Required action: Could you please reproduce every record below exactly, leaving out the pictures?

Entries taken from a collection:
▽

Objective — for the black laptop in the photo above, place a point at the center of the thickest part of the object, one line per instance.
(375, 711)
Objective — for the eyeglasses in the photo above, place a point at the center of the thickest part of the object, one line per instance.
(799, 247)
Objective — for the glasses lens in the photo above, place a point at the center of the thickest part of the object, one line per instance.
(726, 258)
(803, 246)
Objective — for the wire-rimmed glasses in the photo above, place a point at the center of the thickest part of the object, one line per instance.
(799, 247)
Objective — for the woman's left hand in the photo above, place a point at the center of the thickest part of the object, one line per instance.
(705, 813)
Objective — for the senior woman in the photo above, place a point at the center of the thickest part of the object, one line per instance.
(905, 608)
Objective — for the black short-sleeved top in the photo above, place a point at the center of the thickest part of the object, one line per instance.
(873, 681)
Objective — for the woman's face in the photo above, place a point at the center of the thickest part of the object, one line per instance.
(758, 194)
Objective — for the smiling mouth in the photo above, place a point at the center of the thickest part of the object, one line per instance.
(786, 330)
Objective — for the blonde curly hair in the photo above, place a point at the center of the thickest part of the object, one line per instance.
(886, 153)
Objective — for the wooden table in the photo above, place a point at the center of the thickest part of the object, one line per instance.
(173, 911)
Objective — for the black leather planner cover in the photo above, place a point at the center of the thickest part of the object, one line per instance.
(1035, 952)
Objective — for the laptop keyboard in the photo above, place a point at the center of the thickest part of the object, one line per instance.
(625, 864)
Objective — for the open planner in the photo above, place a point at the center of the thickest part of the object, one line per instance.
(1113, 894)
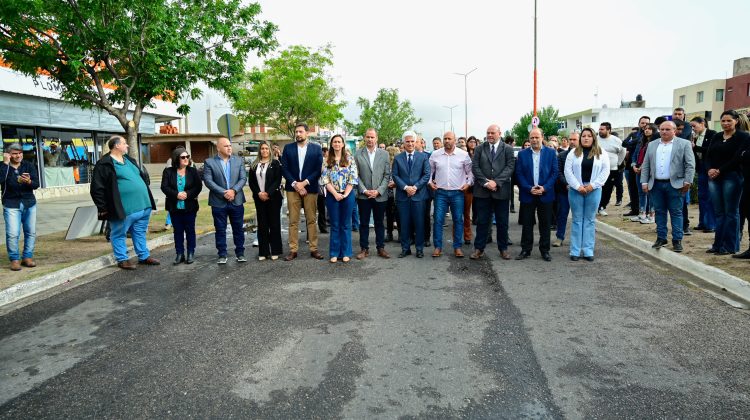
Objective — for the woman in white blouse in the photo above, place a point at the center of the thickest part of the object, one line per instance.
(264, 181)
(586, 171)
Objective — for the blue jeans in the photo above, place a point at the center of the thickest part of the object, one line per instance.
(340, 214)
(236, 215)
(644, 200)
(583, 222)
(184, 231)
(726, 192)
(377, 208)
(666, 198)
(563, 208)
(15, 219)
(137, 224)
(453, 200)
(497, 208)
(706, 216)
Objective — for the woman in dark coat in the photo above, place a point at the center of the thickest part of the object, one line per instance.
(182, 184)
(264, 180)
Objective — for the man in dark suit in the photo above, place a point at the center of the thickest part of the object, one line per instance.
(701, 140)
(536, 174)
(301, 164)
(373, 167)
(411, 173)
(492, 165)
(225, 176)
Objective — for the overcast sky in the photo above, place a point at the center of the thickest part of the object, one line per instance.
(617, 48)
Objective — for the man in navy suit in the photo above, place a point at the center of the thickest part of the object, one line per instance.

△

Result:
Objective — for the black laptop in the photo above, place a point at the center of the thickest part of the object, one line per instance.
(375, 711)
Objective — for the eyeglasses in the photo above, place a point at the center of the thickest part of the object, one line per instance.
(799, 247)
Objective — for the glasses lens in the photo above, place a point at the center of the thickest part of the object, one line per instance.
(726, 258)
(803, 246)
Objective — for the wire-rimmed glasses in the photo above, place a point at the center of the thickest part of the object, one line per instance.
(799, 247)
Objective — for the woman's left hand in the photo above, place a point at the center of the thickest part of the object, one line per instance.
(705, 813)
Objective — for the senior woman in the photo above, place a point at the center of the thickest part of the object, one line per instance.
(905, 608)
Objective — for the black short-sleeved top in the photo above, place a point at the center of the thickest part of the object, one line per instance.
(873, 681)
Objective — for the woman's face in the photo above, place a point at the center of the thickest part of the object, one line per instance.
(758, 194)
Objective — for the smiling mouth in the photo above, place a point at the center of the thickest part of the object, one line per instance.
(786, 330)
Objective — for the blonde curly hair in the photo above, place a point at the center of the thickest part of the object, one line per instance.
(886, 153)
Objective — for the wooden table in the photo above, place a point at the center of the thickest part of the object, one line per instance.
(173, 911)
Objective — for the black leather planner cover in the photo above, place a point at the center of the thickest part of the object, one line per instance.
(1035, 952)
Objective — for the laptop keyboard in the photo above, place a point at the center of the thickest part of the object, one line per instance.
(625, 864)
Objective — for the open planner in the photo above, place a point at the center of the thickest part of the object, one line per instance.
(1113, 894)
Objective — for the woman in white blouse in the photo above, place a point at the center of the thickest part of the object, one line per instance.
(264, 181)
(586, 171)
Objective — for the blue jeans in the photo above, place a point at the center of the thickest part of the object, one line per instance.
(340, 214)
(236, 215)
(644, 200)
(583, 222)
(184, 231)
(726, 192)
(377, 208)
(666, 198)
(563, 208)
(15, 219)
(137, 224)
(453, 200)
(497, 208)
(706, 216)
Objective — for the woman in dark coat in the photo above, place a point at the center of the thickest part of the object, one line per instance.
(182, 184)
(264, 180)
Objective — for the man in dark suit in the photo above, place a point at the center of the thickest part of the object, one line per instance.
(701, 140)
(536, 174)
(301, 164)
(373, 167)
(411, 173)
(492, 165)
(225, 176)
Objective — for the overcast sky in the photo above, place a point at the center of the thickest part of the object, one line per instance.
(617, 48)
Objective — for the man in navy suit in the photo above, place a point at the center of the thickest part of the object, one line per instance.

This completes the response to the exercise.